* **TO DO**
Say whether each statement below agrees with the IPv6 discussion that follows. Answer yes or no for each and quote the deciding words of the discussion.
(a) SNI does not work for customers using IE on XP or older Android phones.
(b) The writer in Indonesia is able to connect over IPv6 from home.
(c) NAT64 assigns an IPv4 address to the client and shares it among several clients.

* **QUOTED PASSAGE**
There is always an endless line of other things to deal with in both the economic and engineering realms. Squeaky wheels tend to get the attention in both. When the IP situation causes enough discomfort, there will be an avalanche transition, and probably not a moment sooner.
Unfortunately if you have customers using IE on XP or older Android phones, SNI doesn't work and you need to use SAN certificates. EV-certificates with SAN is another huge amount of hassle I wish on nobody.
I have noticed a change in approach, even if unconscious. Instead of predicting doom, they have started to celebrate small victories (like Google IPv6 traffic passing 3%). I think that's natural when the size of this undertaking is so great.
Unfortunately IPv6 adoption is not a matter of just providing access lanes to this wonderful new technology. IP permeates too much of the infrastructure, tooling, etc. How could it not? Some companies might find the cost/ROI of working around IPv4 limited address space to be less than migrating to IPv6.
There are also tons of little things. Here in Indonesia, I know my ISP (FirstMedia) runs IPv6 internally on some things. Their web sites are available over IPv6. But I can't connect from home over IPv6. Supposedly the consumer hardware on my side supports IPv6 but it doesn't do so very well and I haven't bothered trying directly through the cable modem yet.
That was always a question I had in the back of my mind. We have this huge address space. Why not reserve a single prefix that means "look at the lower 32-bits of this address and use it as an IPv4 address"?
Every IPv4 packet needs a source address. If the client is IPv6, what is the IPv4 source address?
You would want to assign an IPv4 address to the client transparently; and, since they're scarce, share it with several clients. That's what NAT64 does.
because as I understand routing is still done from the MSB.
So you leave the IPv4 existing infrastructure in place with no modification, but all those /32 addresses now become useful and all the existing IPv4 infrastructure and routing paths still work.
Rather than having to replace every single piece of hardware, software, nameserver and routing stack that works on IPv4. I could plug my IPv6 router into any ISP that gives a v4 address and have as many v6 addresses as could ever be needed.
It makes no sense to me why you would route IPv4 addresses on v6 LSB, it completely ignores current internet infrastructure and routing.
What you propose already exists and is called Teredo,6rd or other tunneling protocols (6to4/6rd is probably the best fit with getting a /48 per IPv4 address). Except they again map the IPv4 space into the suffix of the IPv6 address (or do no mapping depending on the protocol).
But you don't want to do that forever as you are now paying for a IPv4 header PLUS some more headers instead of just one IPv6 header if you have native IPv6.
No, I'm not talking about tunneling, I'm saying natively route at the v4 level, and the header will be less, because +160bit addresses will only be used when required.
so your routing table holds
"66/4 port 1"
,"* port 2"
instead of hundreds of millions of entries to get the same thing by having the "66" >64 bits deep into the address (or worse ::66:* port 1, which breaks everything - hell how is this even done now?).
My point is, if the v4 address was in the MSB as standard, IPv6 would be working in virtually every single IPv6 device already.
As it is, we are all still using workarounds (and VPNs).

* **GIVEN ENTRIES**

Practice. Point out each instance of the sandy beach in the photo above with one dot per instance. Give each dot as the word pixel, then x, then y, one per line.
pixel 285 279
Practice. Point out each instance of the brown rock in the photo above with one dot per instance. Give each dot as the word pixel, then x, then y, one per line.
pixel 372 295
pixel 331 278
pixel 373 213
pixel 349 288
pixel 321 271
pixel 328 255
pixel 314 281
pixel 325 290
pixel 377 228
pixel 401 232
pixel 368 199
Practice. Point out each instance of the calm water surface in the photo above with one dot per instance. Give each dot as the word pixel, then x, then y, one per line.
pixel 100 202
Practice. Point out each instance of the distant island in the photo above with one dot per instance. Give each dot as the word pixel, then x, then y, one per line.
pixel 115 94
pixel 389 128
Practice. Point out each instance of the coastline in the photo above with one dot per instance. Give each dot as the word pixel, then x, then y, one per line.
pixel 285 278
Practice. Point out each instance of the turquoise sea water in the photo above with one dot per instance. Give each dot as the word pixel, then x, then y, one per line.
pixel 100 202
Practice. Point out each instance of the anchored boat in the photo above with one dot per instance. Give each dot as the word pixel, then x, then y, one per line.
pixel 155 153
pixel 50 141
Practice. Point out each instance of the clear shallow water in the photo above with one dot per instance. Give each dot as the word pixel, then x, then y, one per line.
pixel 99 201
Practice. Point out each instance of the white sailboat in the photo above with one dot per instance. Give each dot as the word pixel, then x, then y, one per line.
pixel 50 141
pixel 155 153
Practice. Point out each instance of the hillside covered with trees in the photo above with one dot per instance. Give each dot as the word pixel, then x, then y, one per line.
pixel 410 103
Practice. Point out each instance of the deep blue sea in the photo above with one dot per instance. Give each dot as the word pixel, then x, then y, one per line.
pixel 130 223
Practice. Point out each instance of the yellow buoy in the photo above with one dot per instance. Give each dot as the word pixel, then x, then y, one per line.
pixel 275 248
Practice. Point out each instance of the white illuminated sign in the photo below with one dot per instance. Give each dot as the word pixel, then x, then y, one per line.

* **TASK SOLUTION**
(a) Yes: "if you have customers using IE on XP or older Android phones, SNI doesn't work"
(b) No: "But I can't connect from home over IPv6."
(c) Yes: "You would want to assign an IPv4 address to the client transparently; and, since they're scarce, share it with several clients. That's what NAT64 does."